- _EXERCISE A_
Pull out every line of the records that contains the word "wooden". Case counts.

The service helps different types of organisation to connect their vocabularies, for example an audio-visual archive with a museum’s collections. The approach also allows content from one repository to be enhanced or deepened through contextual information from another. The example of Vermeer’s Milkmaid was cited: enhancing the discoverability of information on the painting held in the Rijksmuseum in Amsterdam through connecting the collection data held on the local museum management system with DBPedia and with the Getty Art and Architecture Thesaurus. This sort of approach builds on the prototypes developed in the last few years to align vocabularies (and to ‘Skosify’ data – turn it into Linked Data) around shared Europeana initiatives (see http://semanticweb.cs.vu.nl/amalgame/).
Research Data Services project: Introduction by Ingrid Mason
This is a pan-Australian research data management project focusing on the repackaging of cultural heritage data for academic re-use. Linked Data will be used to describe a ‘meta-collection’ of the country’s cultural data, one that brings together academic users of data and curators. It will utilise the Australia-wide research data nodes for high speed retrieval (https://www.rds.edu.au/project-overview and http://www.intersect.org.au/).

- _EXERCISE B_
Repeat the entire passage above on Linked Data for cultural heritage collections, unchanged.

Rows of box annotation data
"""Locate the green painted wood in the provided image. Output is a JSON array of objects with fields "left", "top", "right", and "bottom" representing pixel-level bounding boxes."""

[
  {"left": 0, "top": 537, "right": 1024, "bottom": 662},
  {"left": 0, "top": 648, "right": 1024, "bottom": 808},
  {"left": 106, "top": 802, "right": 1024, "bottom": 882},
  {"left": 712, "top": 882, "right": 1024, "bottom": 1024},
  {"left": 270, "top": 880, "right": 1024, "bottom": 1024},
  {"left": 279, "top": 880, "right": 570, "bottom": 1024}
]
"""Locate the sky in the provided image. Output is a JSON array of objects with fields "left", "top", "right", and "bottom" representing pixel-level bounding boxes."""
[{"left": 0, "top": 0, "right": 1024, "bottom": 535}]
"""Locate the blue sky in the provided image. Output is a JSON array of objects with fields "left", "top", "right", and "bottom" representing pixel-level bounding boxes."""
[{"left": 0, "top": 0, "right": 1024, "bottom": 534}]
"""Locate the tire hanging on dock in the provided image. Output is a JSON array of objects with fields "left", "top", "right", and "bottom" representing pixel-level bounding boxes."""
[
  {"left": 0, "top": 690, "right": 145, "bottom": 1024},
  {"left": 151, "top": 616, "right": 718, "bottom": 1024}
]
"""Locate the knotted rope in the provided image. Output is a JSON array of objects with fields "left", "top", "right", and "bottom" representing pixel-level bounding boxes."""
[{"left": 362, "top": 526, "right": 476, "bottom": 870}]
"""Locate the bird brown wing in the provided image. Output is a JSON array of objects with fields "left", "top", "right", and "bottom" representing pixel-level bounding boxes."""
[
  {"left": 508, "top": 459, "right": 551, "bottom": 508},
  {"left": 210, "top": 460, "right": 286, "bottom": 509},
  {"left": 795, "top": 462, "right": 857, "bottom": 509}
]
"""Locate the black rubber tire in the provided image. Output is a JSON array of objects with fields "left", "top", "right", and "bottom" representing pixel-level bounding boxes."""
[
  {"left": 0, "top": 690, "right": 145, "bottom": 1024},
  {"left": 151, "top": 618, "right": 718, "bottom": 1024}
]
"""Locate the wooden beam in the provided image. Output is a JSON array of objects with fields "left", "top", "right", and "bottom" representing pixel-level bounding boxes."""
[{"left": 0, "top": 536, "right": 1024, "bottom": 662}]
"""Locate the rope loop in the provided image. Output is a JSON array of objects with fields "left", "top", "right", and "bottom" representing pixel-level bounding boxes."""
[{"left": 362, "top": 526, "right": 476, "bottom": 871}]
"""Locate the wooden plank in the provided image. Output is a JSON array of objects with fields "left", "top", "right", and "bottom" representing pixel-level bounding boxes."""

- _RESPONSE A_
"""Locate the wooden beam in the provided image. Output is a JSON array of objects with fields "left", "top", "right", and "bottom" representing pixel-level bounding boxes."""
"""Locate the wooden plank in the provided image. Output is a JSON array of objects with fields "left", "top", "right", and "bottom" representing pixel-level bounding boxes."""

- _RESPONSE B_
The service helps different types of organisation to connect their vocabularies, for example an audio-visual archive with a museum’s collections. The approach also allows content from one repository to be enhanced or deepened through contextual information from another. The example of Vermeer’s Milkmaid was cited: enhancing the discoverability of information on the painting held in the Rijksmuseum in Amsterdam through connecting the collection data held on the local museum management system with DBPedia and with the Getty Art and Architecture Thesaurus. This sort of approach builds on the prototypes developed in the last few years to align vocabularies (and to ‘Skosify’ data – turn it into Linked Data) around shared Europeana initiatives (see http://semanticweb.cs.vu.nl/amalgame/).
Research Data Services project: Introduction by Ingrid Mason
This is a pan-Australian research data management project focusing on the repackaging of cultural heritage data for academic re-use. Linked Data will be used to describe a ‘meta-collection’ of the country’s cultural data, one that brings together academic users of data and curators. It will utilise the Australia-wide research data nodes for high speed retrieval (https://www.rds.edu.au/project-overview and http://www.intersect.org.au/).